═════ Input for this task ═════

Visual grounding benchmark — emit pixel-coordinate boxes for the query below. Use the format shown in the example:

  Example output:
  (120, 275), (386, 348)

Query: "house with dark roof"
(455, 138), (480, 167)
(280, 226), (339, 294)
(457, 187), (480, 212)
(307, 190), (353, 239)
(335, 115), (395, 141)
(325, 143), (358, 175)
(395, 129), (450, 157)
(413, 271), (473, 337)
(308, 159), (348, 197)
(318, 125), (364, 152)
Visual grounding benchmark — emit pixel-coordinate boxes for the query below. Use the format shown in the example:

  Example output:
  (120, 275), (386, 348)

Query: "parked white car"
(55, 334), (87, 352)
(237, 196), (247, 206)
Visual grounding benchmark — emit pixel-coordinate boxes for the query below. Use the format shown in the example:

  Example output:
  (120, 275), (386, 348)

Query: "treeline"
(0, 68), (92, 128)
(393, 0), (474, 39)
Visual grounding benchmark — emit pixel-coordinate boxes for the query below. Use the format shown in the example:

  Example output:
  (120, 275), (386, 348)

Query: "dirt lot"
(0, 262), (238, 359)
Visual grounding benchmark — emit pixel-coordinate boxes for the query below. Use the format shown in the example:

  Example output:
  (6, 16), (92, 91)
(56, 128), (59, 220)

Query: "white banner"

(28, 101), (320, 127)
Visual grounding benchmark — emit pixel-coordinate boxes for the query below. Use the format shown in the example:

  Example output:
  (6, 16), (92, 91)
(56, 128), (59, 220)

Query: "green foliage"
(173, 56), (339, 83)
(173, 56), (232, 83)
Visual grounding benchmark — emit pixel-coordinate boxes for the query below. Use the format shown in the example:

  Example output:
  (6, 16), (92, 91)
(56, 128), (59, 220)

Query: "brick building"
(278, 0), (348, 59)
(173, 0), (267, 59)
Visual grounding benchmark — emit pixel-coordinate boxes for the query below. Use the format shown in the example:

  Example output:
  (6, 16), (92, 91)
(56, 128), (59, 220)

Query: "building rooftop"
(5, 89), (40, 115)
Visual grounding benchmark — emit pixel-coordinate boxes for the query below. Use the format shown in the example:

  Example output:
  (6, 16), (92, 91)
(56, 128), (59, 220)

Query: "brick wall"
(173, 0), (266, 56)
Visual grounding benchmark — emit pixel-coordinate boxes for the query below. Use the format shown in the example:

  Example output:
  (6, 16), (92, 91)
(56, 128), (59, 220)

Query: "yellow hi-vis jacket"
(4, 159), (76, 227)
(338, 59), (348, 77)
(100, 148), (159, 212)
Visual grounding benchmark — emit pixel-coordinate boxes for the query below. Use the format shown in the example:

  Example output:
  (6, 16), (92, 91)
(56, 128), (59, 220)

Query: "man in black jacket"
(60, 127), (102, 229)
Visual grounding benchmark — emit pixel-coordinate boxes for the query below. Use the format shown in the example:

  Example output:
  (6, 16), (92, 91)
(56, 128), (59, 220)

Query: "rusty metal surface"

═════

Task statement:
Can you reproduce the records word for word, from their very start through the line containing "(28, 101), (320, 127)", with that line included?

Complete output:
Visual grounding benchmark — emit pixel-coordinate boxes for the query below. Use the format shown in the example:

  Example output:
  (120, 275), (386, 348)

Query: "house with dark roof"
(455, 138), (480, 167)
(280, 226), (339, 294)
(457, 187), (480, 212)
(307, 190), (353, 239)
(335, 115), (395, 141)
(325, 143), (358, 175)
(395, 129), (450, 157)
(413, 271), (473, 337)
(308, 159), (348, 197)
(318, 125), (364, 152)
Visual grounding benchmark — emit pixel-coordinate boxes for the query below. Use the format shown in the example:

  Example output:
  (120, 275), (386, 348)

Query: "parked white car"
(55, 334), (87, 352)
(237, 196), (247, 206)
Visual grounding benchmark — emit pixel-coordinate boxes for the query below. Use the format shown in the example:

  Example output:
  (120, 275), (386, 348)

Query: "treeline"
(0, 68), (92, 128)
(393, 0), (474, 39)
Visual grounding benchmark — emit pixel-coordinate boxes for the query below. Use the format shown in the example:

  Example output:
  (120, 275), (386, 348)

Query: "dirt lot"
(0, 262), (238, 359)
Visual grounding benchmark — emit pixel-coordinate boxes for the query below. Use the format shown in the example:

  Example output:
  (6, 16), (92, 91)
(56, 128), (59, 220)

Query: "white banner"

(28, 101), (320, 127)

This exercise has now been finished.